<<<<
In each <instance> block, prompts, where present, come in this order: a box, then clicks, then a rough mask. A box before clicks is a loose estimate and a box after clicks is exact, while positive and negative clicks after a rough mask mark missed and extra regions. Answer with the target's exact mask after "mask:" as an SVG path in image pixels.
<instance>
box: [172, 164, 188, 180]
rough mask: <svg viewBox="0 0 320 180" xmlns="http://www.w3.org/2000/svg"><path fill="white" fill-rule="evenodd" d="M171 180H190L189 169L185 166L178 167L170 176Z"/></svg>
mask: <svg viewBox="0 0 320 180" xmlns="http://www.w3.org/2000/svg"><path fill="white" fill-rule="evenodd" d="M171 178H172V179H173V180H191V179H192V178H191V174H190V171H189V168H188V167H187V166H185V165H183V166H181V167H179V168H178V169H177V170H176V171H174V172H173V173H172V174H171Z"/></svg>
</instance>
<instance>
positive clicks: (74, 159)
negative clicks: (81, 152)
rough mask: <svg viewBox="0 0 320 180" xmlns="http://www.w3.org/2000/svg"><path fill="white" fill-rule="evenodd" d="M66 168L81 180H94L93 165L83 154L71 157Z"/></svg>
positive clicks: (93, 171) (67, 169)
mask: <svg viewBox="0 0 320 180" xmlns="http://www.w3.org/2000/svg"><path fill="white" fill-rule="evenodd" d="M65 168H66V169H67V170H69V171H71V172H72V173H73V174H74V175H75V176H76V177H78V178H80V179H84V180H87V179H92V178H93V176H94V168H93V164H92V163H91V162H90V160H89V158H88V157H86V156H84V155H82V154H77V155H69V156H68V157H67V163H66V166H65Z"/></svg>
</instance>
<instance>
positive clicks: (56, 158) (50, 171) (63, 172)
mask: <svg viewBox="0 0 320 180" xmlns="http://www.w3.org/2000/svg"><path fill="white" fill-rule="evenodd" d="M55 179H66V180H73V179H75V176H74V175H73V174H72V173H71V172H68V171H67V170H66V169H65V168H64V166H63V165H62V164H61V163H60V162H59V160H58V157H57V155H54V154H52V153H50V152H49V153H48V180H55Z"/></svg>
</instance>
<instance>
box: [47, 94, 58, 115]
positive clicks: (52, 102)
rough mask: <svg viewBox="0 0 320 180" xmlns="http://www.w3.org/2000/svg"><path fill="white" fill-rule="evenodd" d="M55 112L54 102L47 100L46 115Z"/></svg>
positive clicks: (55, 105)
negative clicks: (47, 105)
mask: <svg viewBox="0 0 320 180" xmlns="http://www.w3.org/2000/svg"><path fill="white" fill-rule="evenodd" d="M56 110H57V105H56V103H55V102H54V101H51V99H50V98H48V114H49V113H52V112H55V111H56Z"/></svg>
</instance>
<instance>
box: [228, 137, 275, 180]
>>>>
§ **Assignment**
Set down the entire listing above again, line for line, without changing a single character.

§ **Response area**
In each <instance> block, prompts, where present, come in this order: a box, then clicks, then a rough mask. A box before clicks is a loose estimate and a box after clicks is exact, while positive and negative clicks after a rough mask mark missed and extra regions. Answer with the target's exact mask after "mask:" as an SVG path in image pixels.
<instance>
box: [172, 164, 188, 180]
rough mask: <svg viewBox="0 0 320 180" xmlns="http://www.w3.org/2000/svg"><path fill="white" fill-rule="evenodd" d="M171 180H190L189 169L185 166L178 167L170 176Z"/></svg>
mask: <svg viewBox="0 0 320 180" xmlns="http://www.w3.org/2000/svg"><path fill="white" fill-rule="evenodd" d="M171 178H172V179H173V180H191V179H192V178H191V174H190V171H189V168H188V167H187V166H185V165H183V166H181V167H179V168H178V169H177V170H176V171H174V172H173V173H172V174H171Z"/></svg>
</instance>
<instance>
positive clicks: (74, 159)
negative clicks: (81, 152)
rough mask: <svg viewBox="0 0 320 180" xmlns="http://www.w3.org/2000/svg"><path fill="white" fill-rule="evenodd" d="M66 168L81 180H94L93 165L83 154L71 157Z"/></svg>
positive clicks: (93, 171) (67, 169)
mask: <svg viewBox="0 0 320 180" xmlns="http://www.w3.org/2000/svg"><path fill="white" fill-rule="evenodd" d="M65 168H66V169H67V170H69V171H71V172H72V173H73V174H74V175H75V176H76V177H78V178H80V179H84V180H87V179H92V178H93V176H94V168H93V164H92V163H91V162H90V160H89V158H88V157H86V156H84V155H82V154H77V155H69V156H68V157H67V163H66V166H65Z"/></svg>
</instance>
<instance>
positive clicks: (56, 158) (50, 171) (63, 172)
mask: <svg viewBox="0 0 320 180" xmlns="http://www.w3.org/2000/svg"><path fill="white" fill-rule="evenodd" d="M55 179H66V180H73V179H75V176H74V175H73V174H72V173H71V172H68V171H67V170H66V169H65V168H64V166H63V165H62V164H61V163H60V162H59V160H58V157H57V155H54V154H52V153H50V152H49V153H48V180H55Z"/></svg>
</instance>
<instance>
box: [47, 94, 58, 115]
positive clicks: (52, 102)
rough mask: <svg viewBox="0 0 320 180" xmlns="http://www.w3.org/2000/svg"><path fill="white" fill-rule="evenodd" d="M55 112L54 102L47 100L46 115Z"/></svg>
positive clicks: (55, 105)
negative clicks: (47, 105)
mask: <svg viewBox="0 0 320 180" xmlns="http://www.w3.org/2000/svg"><path fill="white" fill-rule="evenodd" d="M56 110H57V105H56V103H55V102H54V101H51V99H50V98H48V114H49V113H52V112H55V111H56Z"/></svg>
</instance>
<instance>
box: [228, 137, 275, 180]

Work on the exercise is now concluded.